On thinking pink

On Saturday I got to do one of those things that, had I anticipated the possibility, would have been on my bucket list: drive a rickshaw down Mall Road. I’ve been taking lessons for the past three weeks, volunteering with The Environment Protection Foundation (TEPF) for their Pink Rickshaw Scheme. TEPF had a rally of the five pink rickshaws in their fleet, driven by volunteers like me. There were photojournalists and filmmakers, actors and lawyers, teachers and writers; all of us motivated by the spirit of adventure and that most intoxicating of all feelings: freedom. Nothing, nothing is as wildly liberating as being able to go out into the world without being reliant on anyone but yourself; no waiting for a bus, no cajoling a brother to drive you, no being trapped at home because the driver is on leave. For many years I drove a car older than me, with no air conditioning or FM radio, and that car is the love of my life because it represents freedom. I drove it to the jobs that paid for its petrol, windows rolled down in the July loo, using a pankhi at red lights to cool down a little, and I was the happiest (and, surprisingly, not so sweaty) girl in the entire city because I had Radio Pakistan and nobody to tell me I couldn’t go here or there, because I had a car and it was mine.
That’s what the Pink Rickshaw Scheme (PRS) is about: putting women in the driver’s seat, both literally and metaphorically. The scheme aims to empower women in a two-pronged way—the rickshaws will be owned and driven by women who will give lifts only to women. The PRS will also pay for driving lessons, driving licenses, vehicle permits and rickshaw training for each woman who elects to purchase a rickshaw, so anyone is eligible to apply. If you don’t have the skills, the PRS will develop them. So not only is the PRS helping women earn a living by developing new abilities, they are also helping to create safe spaces for women in the public. Scores of women are out and about each day—whether going to work or to study, to the bazaar, to pick up their children from school, take someone to the hospital; the reasons are myriad. Some women leave the house by choice, some because they haven’t got any but to work. Whatever the reason, all women deserve to be able to do what they have to in a safe way, without the fear of being harassed, groped, stared at or worse. We all know that it doesn’t matter what you’re wearing or what time of day it is, no woman is ever entirely safe from the leering, the comments, the unwanted brushings-past and sometimes outright hostility that is part and parcel of the female public experience. I don’t think any woman reading this has ever even gone down to the corner store to get eggs without considering her attire (which, in a nutshell, is whether you need a dupatta, and how much area will it need to cover). This is not a society in which you can stroll down the street to the ATM machine or run after the Hico-wallah for an ice lolly without attracting some serious attention. Heck, this is a society where just existing in a public space is fraught with all kinds of anxieties, many of which we have internalized so well we have ceased to register them.

▶ [What you have to do]: In the essay on the Pink Rickshaw Scheme, how many pink rickshaws does the foundation's fleet have?

▶ [Data to examine]:
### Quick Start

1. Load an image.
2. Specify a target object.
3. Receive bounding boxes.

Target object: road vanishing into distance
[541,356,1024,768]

▶ [Solution to this problem]: Five.